— start of DOCUMENT PASSAGE —

Samuel James Tilden Sheckard (November 23, 1878 – January 15, 1947) was an American left fielder in Major League Baseball who played for the Brooklyn Bridegrooms/Superbas (1897–98, 1900–01, 1902–05), Baltimore Orioles (NL) (1899), Baltimore Orioles (AL) (1902), Chicago Cubs (1906–12), St. Louis Cardinals (1913) and Cincinnati Reds (1913).

Sheckard was the Chicago Cubs' leadoff batter for the final game of the 1908 World Series. His team played in four World Series in a five-year span from 1906-1910.

Career

Sheckard was born in Chanceford Township, York County, Pennsylvania. He enjoyed a great 1901 season with the Superbas, hitting .353 with 11 home runs and 104 runs batted in, and leading the league with 19 triples and a .534 slugging average. In that season Sheckard became the first and so far only player to hit inside the park grand slams in two consecutive games.

With Baltimore in 1899, Sheckard led the league with 77 stolen bases. He played in four World Series with the Cubs, winning championships in 1907 and 1908; and he led the league in 1911 with 121 runs and 147 walks – a major league record until broken by Babe Ruth in 1920, and still a team record.

He also had the dubious distinction of going hitless in 21 at-bats in the 1906 World Series, won by the Chicago White Sox over the Cubs.

Sheckard was the first man to lead the league in homers and steals in the same season (1903). Ty Cobb (1909) and Chuck Klein (1932) are the only other players to do so in the majors.

— end of DOCUMENT PASSAGE —

-- EXERCISE DIRECTIONS --
Rewrite the part of the Sheckard biography that opens with the words containing "Sheckard was the Chicago" and closes with "a team record.", swapping "World Series" for "Fall Classic". The rows after this text aren't needed for anything here.

— start of ITEMS —

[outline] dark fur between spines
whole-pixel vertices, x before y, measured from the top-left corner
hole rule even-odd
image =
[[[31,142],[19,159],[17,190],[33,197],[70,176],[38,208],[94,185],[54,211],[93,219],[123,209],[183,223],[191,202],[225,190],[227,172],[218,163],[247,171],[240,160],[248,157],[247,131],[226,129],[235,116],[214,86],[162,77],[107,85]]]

— end of ITEMS —

-- THE OUTPUT --
Sheckard was the Chicago Cubs' leadoff batter for the final game of the 1908 Fall Classic. His team played in four Fall Classic in a five-year span from 1906-1910.

Career

Sheckard was born in Chanceford Township, York County, Pennsylvania. He enjoyed a great 1901 season with the Superbas, hitting .353 with 11 home runs and 104 runs batted in, and leading the league with 19 triples and a .534 slugging average. In that season Sheckard became the first and so far only player to hit inside the park grand slams in two consecutive games.

With Baltimore in 1899, Sheckard led the league with 77 stolen bases. He played in four Fall Classic with the Cubs, winning championships in 1907 and 1908; and he led the league in 1911 with 121 runs and 147 walks – a major league record until broken by Babe Ruth in 1920, and still a team record.